* Record extracts:
╭──

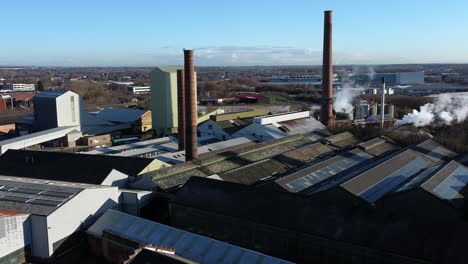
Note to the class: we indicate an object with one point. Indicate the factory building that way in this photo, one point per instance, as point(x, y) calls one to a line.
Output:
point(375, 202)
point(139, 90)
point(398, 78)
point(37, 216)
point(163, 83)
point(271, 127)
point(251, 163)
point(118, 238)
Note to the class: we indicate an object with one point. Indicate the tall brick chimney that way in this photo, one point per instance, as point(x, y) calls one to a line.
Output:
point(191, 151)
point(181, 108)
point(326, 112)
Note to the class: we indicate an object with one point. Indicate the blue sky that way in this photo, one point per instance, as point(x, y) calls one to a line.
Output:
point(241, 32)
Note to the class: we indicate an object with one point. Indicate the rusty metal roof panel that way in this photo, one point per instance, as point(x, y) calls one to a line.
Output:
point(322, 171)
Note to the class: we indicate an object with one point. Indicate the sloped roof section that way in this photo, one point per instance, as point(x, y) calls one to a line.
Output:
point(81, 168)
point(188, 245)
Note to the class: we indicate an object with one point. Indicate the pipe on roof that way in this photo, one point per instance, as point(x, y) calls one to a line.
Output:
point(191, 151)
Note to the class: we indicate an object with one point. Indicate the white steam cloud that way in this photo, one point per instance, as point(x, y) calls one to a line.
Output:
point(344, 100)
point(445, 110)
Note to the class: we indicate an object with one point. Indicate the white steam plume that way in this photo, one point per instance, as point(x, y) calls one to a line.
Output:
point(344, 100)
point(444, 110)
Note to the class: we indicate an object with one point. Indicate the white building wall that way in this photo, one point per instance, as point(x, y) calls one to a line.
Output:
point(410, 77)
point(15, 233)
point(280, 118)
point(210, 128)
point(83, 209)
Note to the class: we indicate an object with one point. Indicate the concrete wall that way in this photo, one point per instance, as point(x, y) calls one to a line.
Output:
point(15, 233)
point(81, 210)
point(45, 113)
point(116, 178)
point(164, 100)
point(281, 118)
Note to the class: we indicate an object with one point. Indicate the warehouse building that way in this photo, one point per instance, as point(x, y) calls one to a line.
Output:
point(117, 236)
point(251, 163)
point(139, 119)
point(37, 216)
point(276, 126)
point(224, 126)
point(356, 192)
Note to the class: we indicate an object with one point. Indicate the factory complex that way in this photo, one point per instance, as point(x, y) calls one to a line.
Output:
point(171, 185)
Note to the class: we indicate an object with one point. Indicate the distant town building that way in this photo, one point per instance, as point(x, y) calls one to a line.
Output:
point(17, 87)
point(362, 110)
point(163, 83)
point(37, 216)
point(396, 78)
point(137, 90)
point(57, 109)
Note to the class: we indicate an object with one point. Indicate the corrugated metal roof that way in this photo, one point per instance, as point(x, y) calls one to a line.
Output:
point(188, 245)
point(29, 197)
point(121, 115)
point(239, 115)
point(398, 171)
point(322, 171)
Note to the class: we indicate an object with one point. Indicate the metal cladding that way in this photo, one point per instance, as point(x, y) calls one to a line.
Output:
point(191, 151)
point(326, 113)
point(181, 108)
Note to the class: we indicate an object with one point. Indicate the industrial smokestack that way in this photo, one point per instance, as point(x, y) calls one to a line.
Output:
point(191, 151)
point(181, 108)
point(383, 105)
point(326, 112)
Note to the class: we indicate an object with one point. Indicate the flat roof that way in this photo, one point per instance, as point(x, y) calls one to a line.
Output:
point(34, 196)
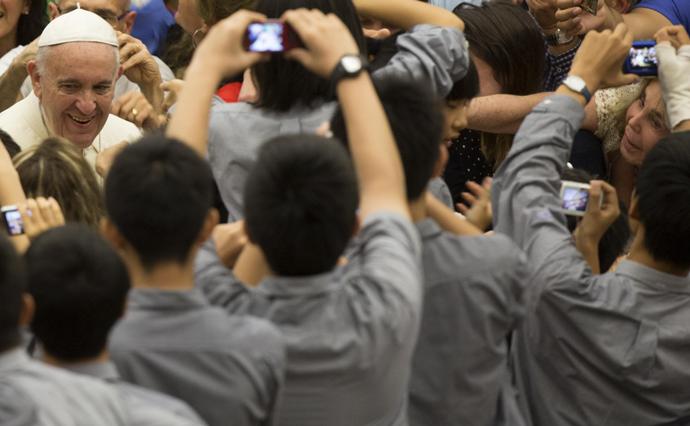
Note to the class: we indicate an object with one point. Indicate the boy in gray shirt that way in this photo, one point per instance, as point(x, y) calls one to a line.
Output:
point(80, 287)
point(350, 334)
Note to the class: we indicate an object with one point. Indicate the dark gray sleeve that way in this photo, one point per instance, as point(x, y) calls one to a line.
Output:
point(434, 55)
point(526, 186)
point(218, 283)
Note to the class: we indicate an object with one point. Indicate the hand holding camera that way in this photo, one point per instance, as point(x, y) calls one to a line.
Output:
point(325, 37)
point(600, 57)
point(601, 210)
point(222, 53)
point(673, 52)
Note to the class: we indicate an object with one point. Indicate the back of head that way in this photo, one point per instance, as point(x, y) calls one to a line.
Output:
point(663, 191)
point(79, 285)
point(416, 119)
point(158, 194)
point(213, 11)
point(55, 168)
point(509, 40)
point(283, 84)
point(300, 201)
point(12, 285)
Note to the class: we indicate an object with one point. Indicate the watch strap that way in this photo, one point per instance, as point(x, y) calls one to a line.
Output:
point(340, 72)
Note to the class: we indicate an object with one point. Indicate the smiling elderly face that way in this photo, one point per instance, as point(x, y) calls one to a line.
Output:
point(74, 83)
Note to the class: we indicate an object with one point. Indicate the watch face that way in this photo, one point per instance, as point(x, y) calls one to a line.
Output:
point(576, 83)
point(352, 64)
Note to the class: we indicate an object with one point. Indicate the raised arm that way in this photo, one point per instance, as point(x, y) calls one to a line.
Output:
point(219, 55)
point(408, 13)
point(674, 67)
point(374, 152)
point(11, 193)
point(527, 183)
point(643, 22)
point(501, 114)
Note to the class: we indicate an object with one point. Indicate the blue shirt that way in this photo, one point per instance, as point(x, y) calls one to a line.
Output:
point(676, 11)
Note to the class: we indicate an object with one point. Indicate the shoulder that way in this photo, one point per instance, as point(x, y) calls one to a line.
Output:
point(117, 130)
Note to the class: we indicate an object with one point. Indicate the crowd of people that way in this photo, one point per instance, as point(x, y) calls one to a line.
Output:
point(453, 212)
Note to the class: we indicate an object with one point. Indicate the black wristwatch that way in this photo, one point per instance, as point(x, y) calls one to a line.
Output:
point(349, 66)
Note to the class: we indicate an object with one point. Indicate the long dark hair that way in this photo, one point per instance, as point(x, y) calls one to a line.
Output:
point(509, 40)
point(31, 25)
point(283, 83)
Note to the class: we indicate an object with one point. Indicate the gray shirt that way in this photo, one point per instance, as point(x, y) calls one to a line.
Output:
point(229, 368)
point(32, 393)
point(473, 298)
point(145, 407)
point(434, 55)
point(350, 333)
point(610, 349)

╰──
╭──

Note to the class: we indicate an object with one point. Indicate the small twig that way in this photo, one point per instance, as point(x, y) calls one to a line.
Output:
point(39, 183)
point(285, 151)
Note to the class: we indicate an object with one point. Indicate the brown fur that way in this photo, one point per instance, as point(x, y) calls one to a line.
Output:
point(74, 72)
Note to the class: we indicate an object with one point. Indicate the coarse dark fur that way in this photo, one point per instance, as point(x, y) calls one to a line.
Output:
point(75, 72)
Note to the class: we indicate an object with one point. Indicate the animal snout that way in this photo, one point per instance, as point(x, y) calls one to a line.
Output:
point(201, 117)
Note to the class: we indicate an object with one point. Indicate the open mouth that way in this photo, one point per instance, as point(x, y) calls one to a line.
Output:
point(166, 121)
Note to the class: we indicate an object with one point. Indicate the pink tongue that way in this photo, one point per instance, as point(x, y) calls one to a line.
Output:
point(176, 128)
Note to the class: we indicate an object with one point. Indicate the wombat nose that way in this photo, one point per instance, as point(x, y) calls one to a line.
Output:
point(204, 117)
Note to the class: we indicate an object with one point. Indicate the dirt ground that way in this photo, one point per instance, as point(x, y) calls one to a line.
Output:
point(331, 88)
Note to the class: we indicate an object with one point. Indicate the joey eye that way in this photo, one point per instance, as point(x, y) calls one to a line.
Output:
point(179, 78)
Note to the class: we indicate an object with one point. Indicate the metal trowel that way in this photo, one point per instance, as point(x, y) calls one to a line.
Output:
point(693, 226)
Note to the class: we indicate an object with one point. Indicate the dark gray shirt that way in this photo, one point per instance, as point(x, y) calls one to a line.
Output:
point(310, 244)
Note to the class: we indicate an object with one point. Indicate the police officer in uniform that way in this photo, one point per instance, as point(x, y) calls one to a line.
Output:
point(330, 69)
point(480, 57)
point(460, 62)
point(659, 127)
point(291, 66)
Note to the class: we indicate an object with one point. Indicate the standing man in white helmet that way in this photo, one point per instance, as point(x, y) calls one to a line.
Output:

╰──

* Task brief:
Recast the material from the line containing "white steam plume" down to the line containing "point(171, 185)", both included, as a Markdown table with the columns Row and Line. Give each nonblank line its own numbered row and leave out blank lines.

* Finished answer:
| Row | Line |
|---|---|
| 1 | Note to the class: we indicate an object with one point. Indicate the white steam plume that way in this photo, one point per instance, as point(x, y) calls one to a line. |
| 2 | Output: |
| 3 | point(344, 100) |
| 4 | point(444, 110) |
| 5 | Note to the class: we indicate an object with one point. Indicate the white building wall that way in this photo, one point per instance, as point(x, y) calls one to a line. |
| 6 | Output: |
| 7 | point(410, 77) |
| 8 | point(15, 233) |
| 9 | point(280, 118) |
| 10 | point(210, 128) |
| 11 | point(83, 209) |
| 12 | Note to the class: we indicate an object with one point. Indicate the concrete wall that way in this photo, one point per instance, as point(x, y) calls one to a line. |
| 13 | Output: |
| 14 | point(15, 233) |
| 15 | point(81, 210) |
| 16 | point(45, 113) |
| 17 | point(116, 178) |
| 18 | point(164, 100) |
| 19 | point(281, 118) |
| 20 | Note to the class: we indicate an object with one point. Indicate the warehouse building that way in this photo, one point per instance, as point(x, y) calls one to a line. |
| 21 | Output: |
| 22 | point(117, 236) |
| 23 | point(251, 163) |
| 24 | point(139, 119) |
| 25 | point(37, 216) |
| 26 | point(276, 126) |
| 27 | point(224, 126) |
| 28 | point(356, 192) |
| 29 | Note to the class: we indicate an object with one point. Indicate the factory complex that way in this photo, one point per instance, as point(x, y) calls one to a line. |
| 30 | Output: |
| 31 | point(171, 185) |